_Your goal:_ Retype all the entries word for word, but omit the pictures.

_Data supplied:_
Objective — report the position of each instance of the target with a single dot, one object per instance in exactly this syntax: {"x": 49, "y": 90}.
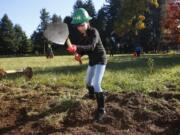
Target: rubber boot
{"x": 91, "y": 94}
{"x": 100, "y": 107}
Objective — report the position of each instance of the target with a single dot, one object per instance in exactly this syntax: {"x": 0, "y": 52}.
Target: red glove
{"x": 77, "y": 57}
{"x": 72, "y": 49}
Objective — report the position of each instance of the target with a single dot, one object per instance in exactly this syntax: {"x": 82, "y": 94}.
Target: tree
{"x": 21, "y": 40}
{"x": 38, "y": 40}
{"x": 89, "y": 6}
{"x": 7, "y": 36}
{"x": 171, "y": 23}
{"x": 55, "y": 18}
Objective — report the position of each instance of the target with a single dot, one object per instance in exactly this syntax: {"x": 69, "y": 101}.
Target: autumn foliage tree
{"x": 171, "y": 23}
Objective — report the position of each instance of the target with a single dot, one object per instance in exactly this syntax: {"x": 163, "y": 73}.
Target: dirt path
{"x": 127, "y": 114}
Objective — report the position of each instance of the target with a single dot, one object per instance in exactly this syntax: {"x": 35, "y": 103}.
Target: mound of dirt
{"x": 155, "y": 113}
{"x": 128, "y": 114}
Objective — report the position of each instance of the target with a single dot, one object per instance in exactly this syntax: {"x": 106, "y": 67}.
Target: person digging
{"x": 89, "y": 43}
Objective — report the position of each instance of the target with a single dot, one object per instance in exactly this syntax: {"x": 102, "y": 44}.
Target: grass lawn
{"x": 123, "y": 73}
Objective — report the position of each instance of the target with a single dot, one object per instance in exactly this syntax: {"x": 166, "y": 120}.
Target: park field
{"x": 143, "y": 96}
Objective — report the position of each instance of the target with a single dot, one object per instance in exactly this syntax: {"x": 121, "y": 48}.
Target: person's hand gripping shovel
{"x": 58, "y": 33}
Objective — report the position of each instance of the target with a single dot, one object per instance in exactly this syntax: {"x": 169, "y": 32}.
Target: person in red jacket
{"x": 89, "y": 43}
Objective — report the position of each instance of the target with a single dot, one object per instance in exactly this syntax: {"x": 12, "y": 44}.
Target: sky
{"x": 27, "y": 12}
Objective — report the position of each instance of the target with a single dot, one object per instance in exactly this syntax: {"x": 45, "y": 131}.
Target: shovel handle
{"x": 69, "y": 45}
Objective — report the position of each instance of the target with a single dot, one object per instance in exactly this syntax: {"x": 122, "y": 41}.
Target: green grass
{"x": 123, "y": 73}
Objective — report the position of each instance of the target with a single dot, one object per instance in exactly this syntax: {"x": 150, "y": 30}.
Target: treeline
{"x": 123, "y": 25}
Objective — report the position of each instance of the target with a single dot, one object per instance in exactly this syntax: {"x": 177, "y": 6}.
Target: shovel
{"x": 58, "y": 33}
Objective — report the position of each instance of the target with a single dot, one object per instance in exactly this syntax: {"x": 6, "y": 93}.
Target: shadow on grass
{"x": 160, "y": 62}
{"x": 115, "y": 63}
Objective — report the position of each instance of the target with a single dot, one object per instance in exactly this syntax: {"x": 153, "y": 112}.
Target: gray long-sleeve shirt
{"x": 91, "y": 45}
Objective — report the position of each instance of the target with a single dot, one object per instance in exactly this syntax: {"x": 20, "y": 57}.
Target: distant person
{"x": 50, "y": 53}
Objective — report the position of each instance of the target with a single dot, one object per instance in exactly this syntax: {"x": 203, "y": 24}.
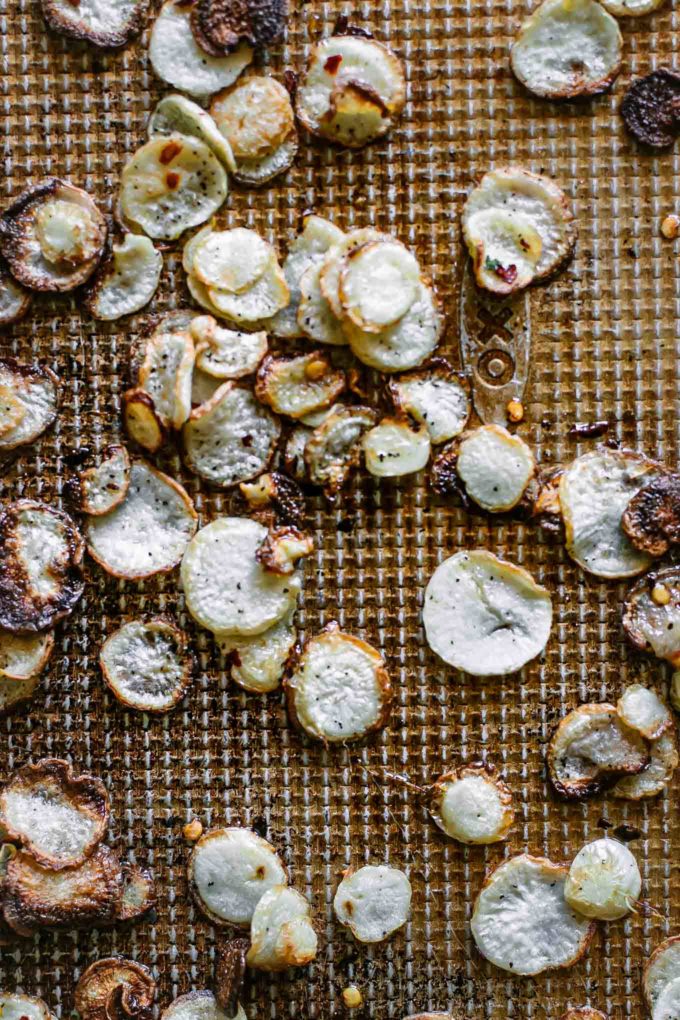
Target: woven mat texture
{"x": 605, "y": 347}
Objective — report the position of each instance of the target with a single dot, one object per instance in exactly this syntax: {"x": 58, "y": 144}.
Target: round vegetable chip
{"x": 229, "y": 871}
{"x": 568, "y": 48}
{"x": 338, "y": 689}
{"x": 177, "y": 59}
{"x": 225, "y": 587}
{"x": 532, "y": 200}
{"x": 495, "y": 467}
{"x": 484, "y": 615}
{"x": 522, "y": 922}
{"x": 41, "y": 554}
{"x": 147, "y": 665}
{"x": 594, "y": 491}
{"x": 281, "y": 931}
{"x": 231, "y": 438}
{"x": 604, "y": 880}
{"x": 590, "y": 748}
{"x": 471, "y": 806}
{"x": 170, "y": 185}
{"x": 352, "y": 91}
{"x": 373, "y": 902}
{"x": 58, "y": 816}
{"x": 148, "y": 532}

_Result:_
Objective — report the position of each instance of the target with a single dot, one object per instance in exactly this syntax: {"x": 49, "y": 90}.
Target: rubber boot
{"x": 91, "y": 94}
{"x": 100, "y": 107}
Objective — report the position of each instance of the target with a single dot, one object per instance in exactly this syntax: {"x": 0, "y": 52}.
Target: red glove
{"x": 77, "y": 57}
{"x": 72, "y": 49}
Objective — report the position of each instance of the target with a single dot, one object per instance in exactly this syntax: {"x": 82, "y": 94}.
Target: tree
{"x": 21, "y": 40}
{"x": 38, "y": 40}
{"x": 89, "y": 6}
{"x": 7, "y": 36}
{"x": 171, "y": 23}
{"x": 55, "y": 18}
Objective — report the position of each instance of the target with a single dot, one object per instance in exactly this syntax: {"x": 69, "y": 101}.
Target: autumn foliage tree
{"x": 171, "y": 23}
Objective — report the position of each instance of the target with a single dot, one object per instance in exactly this syntax: {"x": 163, "y": 73}.
Target: dirt path
{"x": 127, "y": 114}
Objective — report the position of each instance of the target with a single dot, one object per instance in exactly this syntax: {"x": 35, "y": 103}.
Target: mound of dirt
{"x": 155, "y": 113}
{"x": 128, "y": 114}
Objective — report the position of each instance of the target with a single dot, one object per instance in exactly this syntax: {"x": 106, "y": 67}.
Target: person digging
{"x": 89, "y": 43}
Objective — report the position of each instance of the target with a single dot, one object per instance in exactly this syntax: {"x": 102, "y": 44}.
Target: grass lawn
{"x": 123, "y": 73}
Objective — report the position of each instance of the target with a single dot, one object per instance in exactly this syntax: {"x": 166, "y": 120}.
Target: park field
{"x": 143, "y": 96}
Objective — report the position of each instance of the target with a single dot, one object per instance in exactly this syntax: {"x": 121, "y": 48}.
Target: person's hand gripping shovel
{"x": 58, "y": 33}
Objective — report the position of each instance of the target with a single dot, one object per instance in exactly this syntax: {"x": 169, "y": 32}.
Target: person in red jacket
{"x": 89, "y": 43}
Objective — report the position of each instance of the target with a single dot, one object per instance in exactly this syntax: {"x": 12, "y": 44}.
Target: sky
{"x": 27, "y": 12}
Objective — report the position of each instance of the target with a single dot, one object per instance in exactly this syntax: {"x": 45, "y": 131}.
Target: shovel handle
{"x": 69, "y": 45}
Objective — report the position of each instance of the target with a single dot, one object per instance in exactly this syntax: {"x": 122, "y": 41}.
Target: green grass
{"x": 123, "y": 73}
Objective — report the position of each instance of the target with a single dot, one object per instance in exactly this syntax: {"x": 150, "y": 30}.
Target: treeline
{"x": 123, "y": 25}
Objective — report the position of each instance of the target with a single dot, one object per instance in exactly this syntax: {"x": 177, "y": 6}.
Target: shovel
{"x": 58, "y": 33}
Objective — report the position of each instance of the target with a single dot, one object per instance in exactly this syntax: {"x": 6, "y": 93}.
Target: shadow on grass
{"x": 160, "y": 62}
{"x": 115, "y": 63}
Objective — report the position of each instance of the target with a single dot, one object per instance in exactly this syntax: {"x": 153, "y": 112}.
Target: gray long-sleeve shirt
{"x": 91, "y": 45}
Objective — report the position of each instance of the target with a single dot, one object per instance in exactly this syntax: {"x": 20, "y": 57}.
Target: distant person
{"x": 50, "y": 53}
Objective — report the position of each instance of the target with a single dot, one object per instance in exactly this syntax: {"x": 203, "y": 24}.
Target: woven mat texture
{"x": 605, "y": 347}
Objective — report the position of each instance of the target with a single dot, one object per instance in exactly this syntax: {"x": 58, "y": 144}.
Target: round vegetable chip
{"x": 229, "y": 871}
{"x": 568, "y": 48}
{"x": 338, "y": 689}
{"x": 177, "y": 59}
{"x": 225, "y": 587}
{"x": 532, "y": 200}
{"x": 495, "y": 467}
{"x": 484, "y": 615}
{"x": 522, "y": 922}
{"x": 41, "y": 554}
{"x": 147, "y": 665}
{"x": 594, "y": 491}
{"x": 281, "y": 931}
{"x": 231, "y": 438}
{"x": 604, "y": 880}
{"x": 590, "y": 748}
{"x": 471, "y": 806}
{"x": 170, "y": 185}
{"x": 352, "y": 91}
{"x": 373, "y": 902}
{"x": 58, "y": 816}
{"x": 148, "y": 532}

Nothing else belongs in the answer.